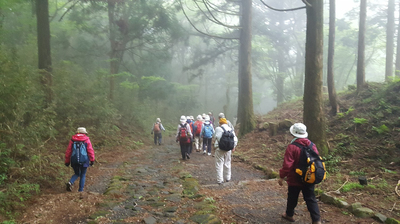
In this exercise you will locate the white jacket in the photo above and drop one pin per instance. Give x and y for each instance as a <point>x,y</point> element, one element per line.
<point>219,132</point>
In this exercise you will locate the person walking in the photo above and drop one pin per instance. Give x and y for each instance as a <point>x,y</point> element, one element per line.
<point>212,119</point>
<point>207,132</point>
<point>222,115</point>
<point>190,122</point>
<point>157,128</point>
<point>197,126</point>
<point>183,135</point>
<point>81,160</point>
<point>290,163</point>
<point>222,157</point>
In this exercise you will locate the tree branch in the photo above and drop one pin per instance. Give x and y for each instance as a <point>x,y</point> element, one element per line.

▶ [THE TASK] Give the lines of the records as a JSON list of strings, one per line and with blank lines left out. Begin at the line that contains "In this exercise you will locate the person" and stop after the line that contains "<point>222,115</point>".

▶ [RESPONSE TO THIS TASK]
[
  "In this exercise you will locate the person walking in the photo above and drop one pin per instance. Give x and y for each instance as a <point>x,y</point> element, one element per line.",
  "<point>212,119</point>",
  "<point>207,132</point>",
  "<point>222,115</point>"
]